## TEXT PROVIDED

START

Riaz Fatyana (born 18 January 1958 in Kamalia, Punjab, Pakistan) is a Pakistani politician who had been a member of the National Assembly of Pakistan from August 2018 till January 2023. He was previously a Member of Parliament from 16 November 2002 to 16 March 2013.

Personal life 
Riaz Fatyana is a psychologist by profession. He obtained his B.A. Hons. Political Science and MSc.Applied Psychology degrees from University of the Punjab in 1979 and 1983 respectively, followed by an LL.B degree from University of Sindh in 1985.

Political career 
He started his career by being elected as a member of provincial assembly on a ticket from Muslim League-N. Later he was elected a member of national assembly on a ticket of Pakistan Muslim League (Q) from NA-94 (Toba Tek Singh). Riaz Fatyana in 2013 quit the Pakistan Muslim League (Q) due to conflict with Chaudhry Prevez Elahi and other party leaders.

END

## REQUEST A
List every academic degree that the Riaz Fatyana biography says he obtained.
## REQUEST B
From the listing, extract the lines verbatim, starting with the line that contains "Pressing-analysis tagging request: spot the overcast" and going on through the line that contains "Pressing-analysis tagging request: spot the blue surgical".

## RECORDS FOR THIS EXERCISE
START

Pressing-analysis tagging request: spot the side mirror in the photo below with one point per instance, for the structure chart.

END
START

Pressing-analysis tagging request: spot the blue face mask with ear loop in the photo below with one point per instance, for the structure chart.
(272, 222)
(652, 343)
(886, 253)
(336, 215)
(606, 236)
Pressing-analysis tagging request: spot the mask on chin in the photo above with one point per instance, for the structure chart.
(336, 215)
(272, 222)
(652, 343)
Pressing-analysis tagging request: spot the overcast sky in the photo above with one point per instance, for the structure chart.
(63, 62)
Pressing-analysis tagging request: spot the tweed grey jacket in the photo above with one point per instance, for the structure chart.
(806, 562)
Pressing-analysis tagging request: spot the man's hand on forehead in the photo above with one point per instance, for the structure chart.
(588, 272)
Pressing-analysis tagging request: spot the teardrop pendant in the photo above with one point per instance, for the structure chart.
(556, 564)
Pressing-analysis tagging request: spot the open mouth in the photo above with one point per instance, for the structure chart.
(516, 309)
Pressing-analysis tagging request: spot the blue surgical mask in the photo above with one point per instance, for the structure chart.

END

## FINAL ANSWER A
- B.A. Hons. Political Science
- MSc. Applied Psychology
- LL.B

## FINAL ANSWER B
Pressing-analysis tagging request: spot the overcast sky in the photo above with one point per instance, for the structure chart.
(63, 62)
Pressing-analysis tagging request: spot the tweed grey jacket in the photo above with one point per instance, for the structure chart.
(806, 562)
Pressing-analysis tagging request: spot the man's hand on forehead in the photo above with one point per instance, for the structure chart.
(588, 272)
Pressing-analysis tagging request: spot the teardrop pendant in the photo above with one point per instance, for the structure chart.
(556, 564)
Pressing-analysis tagging request: spot the open mouth in the photo above with one point per instance, for the structure chart.
(516, 309)
Pressing-analysis tagging request: spot the blue surgical mask in the photo above with one point per instance, for the structure chart.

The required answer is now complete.